▸ **SHORT EXERCISE**: Extract each line of the records below that contains the string "backpack", keeping the lines in their original order.
___
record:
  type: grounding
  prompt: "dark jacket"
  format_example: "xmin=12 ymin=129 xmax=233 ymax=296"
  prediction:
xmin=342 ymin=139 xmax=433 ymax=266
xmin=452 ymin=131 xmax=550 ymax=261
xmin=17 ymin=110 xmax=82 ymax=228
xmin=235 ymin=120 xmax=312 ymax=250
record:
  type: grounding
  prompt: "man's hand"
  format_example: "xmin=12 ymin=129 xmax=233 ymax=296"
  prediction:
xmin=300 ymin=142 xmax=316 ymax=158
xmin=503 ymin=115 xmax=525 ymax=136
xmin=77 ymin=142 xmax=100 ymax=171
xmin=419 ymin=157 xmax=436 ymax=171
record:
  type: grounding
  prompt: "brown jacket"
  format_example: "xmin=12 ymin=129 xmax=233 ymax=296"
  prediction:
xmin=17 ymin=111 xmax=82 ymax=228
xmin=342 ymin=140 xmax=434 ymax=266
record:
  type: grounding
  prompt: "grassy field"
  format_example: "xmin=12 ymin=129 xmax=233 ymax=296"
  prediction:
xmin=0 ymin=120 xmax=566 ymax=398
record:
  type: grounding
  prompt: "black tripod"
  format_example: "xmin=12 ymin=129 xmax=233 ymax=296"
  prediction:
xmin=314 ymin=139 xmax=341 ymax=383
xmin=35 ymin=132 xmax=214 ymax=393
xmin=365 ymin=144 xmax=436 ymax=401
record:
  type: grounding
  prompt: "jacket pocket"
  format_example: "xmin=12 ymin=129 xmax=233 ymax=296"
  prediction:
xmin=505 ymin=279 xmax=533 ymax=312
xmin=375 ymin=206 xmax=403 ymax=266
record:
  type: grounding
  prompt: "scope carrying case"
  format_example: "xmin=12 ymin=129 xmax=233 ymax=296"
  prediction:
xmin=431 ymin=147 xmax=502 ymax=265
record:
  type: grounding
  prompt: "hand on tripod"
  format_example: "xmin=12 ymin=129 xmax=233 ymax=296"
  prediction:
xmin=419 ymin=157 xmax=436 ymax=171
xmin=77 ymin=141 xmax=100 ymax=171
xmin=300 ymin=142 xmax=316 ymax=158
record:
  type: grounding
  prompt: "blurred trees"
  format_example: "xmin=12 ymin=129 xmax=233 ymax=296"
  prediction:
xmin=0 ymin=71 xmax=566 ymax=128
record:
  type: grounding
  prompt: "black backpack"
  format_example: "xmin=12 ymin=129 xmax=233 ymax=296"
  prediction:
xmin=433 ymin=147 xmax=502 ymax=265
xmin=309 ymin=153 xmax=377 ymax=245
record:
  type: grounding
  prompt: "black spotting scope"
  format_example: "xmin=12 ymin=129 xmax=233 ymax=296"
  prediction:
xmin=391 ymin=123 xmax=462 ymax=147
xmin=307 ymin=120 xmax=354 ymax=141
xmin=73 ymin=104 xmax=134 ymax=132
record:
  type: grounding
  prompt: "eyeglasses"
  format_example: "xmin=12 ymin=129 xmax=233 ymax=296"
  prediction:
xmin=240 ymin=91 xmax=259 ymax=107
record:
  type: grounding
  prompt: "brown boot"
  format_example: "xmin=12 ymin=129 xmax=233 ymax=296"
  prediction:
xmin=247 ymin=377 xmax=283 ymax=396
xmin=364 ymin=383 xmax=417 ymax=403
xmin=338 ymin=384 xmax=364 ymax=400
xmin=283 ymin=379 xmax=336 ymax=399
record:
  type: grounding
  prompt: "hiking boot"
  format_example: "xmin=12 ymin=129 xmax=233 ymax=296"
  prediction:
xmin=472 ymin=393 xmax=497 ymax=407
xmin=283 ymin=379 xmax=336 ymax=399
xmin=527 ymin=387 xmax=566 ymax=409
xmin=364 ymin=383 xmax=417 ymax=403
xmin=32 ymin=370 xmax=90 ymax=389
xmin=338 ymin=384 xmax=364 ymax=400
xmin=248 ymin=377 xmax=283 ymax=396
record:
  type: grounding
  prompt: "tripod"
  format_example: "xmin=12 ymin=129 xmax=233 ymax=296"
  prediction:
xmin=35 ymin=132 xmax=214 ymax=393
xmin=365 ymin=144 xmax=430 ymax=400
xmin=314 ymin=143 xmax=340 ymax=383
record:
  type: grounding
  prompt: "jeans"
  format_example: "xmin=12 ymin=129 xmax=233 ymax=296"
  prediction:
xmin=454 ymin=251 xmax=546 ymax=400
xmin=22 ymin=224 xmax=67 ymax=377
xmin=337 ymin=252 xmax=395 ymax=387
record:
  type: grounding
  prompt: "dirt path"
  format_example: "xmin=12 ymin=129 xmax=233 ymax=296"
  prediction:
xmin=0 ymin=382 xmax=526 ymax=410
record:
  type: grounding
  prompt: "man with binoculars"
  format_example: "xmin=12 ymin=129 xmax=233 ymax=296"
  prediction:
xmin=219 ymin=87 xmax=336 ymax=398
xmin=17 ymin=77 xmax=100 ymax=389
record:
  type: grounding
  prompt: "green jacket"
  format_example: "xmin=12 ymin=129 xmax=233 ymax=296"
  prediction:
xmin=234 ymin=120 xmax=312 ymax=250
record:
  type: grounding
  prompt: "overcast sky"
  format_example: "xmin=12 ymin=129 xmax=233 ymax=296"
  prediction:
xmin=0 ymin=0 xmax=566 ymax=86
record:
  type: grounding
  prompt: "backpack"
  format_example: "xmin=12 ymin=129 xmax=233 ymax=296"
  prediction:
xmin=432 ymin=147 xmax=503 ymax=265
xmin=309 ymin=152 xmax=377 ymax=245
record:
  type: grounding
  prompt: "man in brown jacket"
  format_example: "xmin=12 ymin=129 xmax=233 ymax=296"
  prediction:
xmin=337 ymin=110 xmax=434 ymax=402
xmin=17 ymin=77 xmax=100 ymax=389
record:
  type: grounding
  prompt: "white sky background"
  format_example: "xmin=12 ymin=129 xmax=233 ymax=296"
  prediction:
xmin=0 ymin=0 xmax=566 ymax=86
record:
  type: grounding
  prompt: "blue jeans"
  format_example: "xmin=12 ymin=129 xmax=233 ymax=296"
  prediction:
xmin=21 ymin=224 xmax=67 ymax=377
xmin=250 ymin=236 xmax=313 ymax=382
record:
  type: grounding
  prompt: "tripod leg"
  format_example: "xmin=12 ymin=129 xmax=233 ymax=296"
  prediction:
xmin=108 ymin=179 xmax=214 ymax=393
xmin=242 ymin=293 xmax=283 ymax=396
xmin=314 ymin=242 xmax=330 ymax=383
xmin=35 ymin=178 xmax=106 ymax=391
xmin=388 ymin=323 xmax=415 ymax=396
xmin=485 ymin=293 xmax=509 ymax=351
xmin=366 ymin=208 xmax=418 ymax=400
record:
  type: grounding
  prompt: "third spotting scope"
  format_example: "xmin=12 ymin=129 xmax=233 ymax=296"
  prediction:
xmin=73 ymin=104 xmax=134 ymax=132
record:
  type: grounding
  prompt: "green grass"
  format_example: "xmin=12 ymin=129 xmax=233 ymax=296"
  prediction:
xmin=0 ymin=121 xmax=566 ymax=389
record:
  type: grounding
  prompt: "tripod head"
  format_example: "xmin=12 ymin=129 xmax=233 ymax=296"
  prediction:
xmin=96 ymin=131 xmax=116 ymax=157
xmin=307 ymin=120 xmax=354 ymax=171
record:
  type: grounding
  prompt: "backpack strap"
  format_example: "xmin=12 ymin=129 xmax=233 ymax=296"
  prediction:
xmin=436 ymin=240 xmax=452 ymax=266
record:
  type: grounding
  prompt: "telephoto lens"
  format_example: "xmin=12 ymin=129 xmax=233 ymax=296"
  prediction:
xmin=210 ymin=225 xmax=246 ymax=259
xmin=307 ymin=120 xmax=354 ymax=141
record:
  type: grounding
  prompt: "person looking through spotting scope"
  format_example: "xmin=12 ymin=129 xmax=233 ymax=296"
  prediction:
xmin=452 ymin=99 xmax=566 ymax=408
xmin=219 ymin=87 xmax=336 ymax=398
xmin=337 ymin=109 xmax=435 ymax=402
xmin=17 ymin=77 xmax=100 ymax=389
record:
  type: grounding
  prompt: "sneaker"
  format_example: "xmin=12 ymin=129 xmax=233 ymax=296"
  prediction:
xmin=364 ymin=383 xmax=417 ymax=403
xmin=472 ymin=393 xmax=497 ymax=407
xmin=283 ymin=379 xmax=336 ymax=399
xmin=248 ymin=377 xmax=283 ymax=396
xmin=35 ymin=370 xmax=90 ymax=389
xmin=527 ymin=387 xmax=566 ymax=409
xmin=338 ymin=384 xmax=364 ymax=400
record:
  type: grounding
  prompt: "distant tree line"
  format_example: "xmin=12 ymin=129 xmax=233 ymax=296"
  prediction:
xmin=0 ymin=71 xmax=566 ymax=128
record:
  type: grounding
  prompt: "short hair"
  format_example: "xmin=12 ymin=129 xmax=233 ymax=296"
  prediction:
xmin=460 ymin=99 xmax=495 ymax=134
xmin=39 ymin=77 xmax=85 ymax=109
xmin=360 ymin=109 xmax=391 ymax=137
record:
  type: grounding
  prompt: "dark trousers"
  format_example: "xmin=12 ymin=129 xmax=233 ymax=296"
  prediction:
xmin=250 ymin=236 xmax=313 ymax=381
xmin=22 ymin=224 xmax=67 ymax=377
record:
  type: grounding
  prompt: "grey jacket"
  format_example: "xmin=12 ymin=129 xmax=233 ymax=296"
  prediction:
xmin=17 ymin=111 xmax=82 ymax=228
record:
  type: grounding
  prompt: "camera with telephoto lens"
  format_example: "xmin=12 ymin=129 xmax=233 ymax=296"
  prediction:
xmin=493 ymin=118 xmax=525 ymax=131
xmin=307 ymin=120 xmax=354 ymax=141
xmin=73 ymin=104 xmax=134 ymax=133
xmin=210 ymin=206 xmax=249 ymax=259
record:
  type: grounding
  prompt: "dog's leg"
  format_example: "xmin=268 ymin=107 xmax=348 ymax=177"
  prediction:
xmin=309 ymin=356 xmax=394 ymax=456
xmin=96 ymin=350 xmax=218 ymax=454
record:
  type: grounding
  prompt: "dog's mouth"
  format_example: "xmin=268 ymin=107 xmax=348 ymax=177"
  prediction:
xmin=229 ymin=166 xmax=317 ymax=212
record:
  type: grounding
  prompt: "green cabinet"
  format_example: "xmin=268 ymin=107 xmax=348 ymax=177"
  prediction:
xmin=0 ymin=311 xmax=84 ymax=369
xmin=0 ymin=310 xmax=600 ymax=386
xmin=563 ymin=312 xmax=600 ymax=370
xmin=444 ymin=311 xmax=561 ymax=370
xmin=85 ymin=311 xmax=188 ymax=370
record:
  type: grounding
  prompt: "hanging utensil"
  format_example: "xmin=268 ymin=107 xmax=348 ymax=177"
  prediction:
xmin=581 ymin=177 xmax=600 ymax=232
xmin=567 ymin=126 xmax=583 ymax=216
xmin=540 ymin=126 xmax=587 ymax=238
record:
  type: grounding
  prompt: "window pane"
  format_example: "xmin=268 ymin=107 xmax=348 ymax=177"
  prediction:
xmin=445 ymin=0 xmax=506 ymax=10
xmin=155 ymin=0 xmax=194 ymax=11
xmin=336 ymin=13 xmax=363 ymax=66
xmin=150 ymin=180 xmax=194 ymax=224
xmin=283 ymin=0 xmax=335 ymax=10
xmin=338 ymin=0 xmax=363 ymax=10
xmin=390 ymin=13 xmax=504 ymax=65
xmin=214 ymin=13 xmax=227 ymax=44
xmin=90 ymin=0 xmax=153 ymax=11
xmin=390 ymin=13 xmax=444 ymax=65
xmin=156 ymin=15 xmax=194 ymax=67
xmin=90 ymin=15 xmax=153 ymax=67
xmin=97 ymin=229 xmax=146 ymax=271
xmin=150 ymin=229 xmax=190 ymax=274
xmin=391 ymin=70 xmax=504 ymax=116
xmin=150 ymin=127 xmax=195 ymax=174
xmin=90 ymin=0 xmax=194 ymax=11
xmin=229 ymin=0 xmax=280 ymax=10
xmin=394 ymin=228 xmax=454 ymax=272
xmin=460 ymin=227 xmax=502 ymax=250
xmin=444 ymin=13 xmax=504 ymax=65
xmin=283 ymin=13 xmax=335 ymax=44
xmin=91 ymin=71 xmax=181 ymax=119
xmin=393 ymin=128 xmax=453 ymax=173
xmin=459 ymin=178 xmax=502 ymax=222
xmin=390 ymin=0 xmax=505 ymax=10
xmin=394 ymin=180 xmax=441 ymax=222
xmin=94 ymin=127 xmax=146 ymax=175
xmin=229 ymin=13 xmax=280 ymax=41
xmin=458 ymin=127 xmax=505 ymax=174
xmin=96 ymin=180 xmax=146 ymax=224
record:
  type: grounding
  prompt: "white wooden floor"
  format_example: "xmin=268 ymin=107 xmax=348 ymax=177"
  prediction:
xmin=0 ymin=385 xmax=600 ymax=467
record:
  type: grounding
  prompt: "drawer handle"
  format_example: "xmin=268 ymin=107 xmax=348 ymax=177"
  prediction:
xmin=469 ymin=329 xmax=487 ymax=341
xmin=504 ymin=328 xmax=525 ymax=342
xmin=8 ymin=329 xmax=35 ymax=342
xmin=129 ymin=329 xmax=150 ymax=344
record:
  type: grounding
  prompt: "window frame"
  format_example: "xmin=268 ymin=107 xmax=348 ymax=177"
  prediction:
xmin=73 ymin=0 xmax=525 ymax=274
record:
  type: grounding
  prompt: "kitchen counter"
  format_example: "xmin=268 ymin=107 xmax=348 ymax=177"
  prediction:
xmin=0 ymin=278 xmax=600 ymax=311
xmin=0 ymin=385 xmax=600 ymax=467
___
▸ **ANSWER TO THIS EXERCISE**:
  prompt: "black backpack"
  prompt: "backpack"
  prompt: "backpack strap"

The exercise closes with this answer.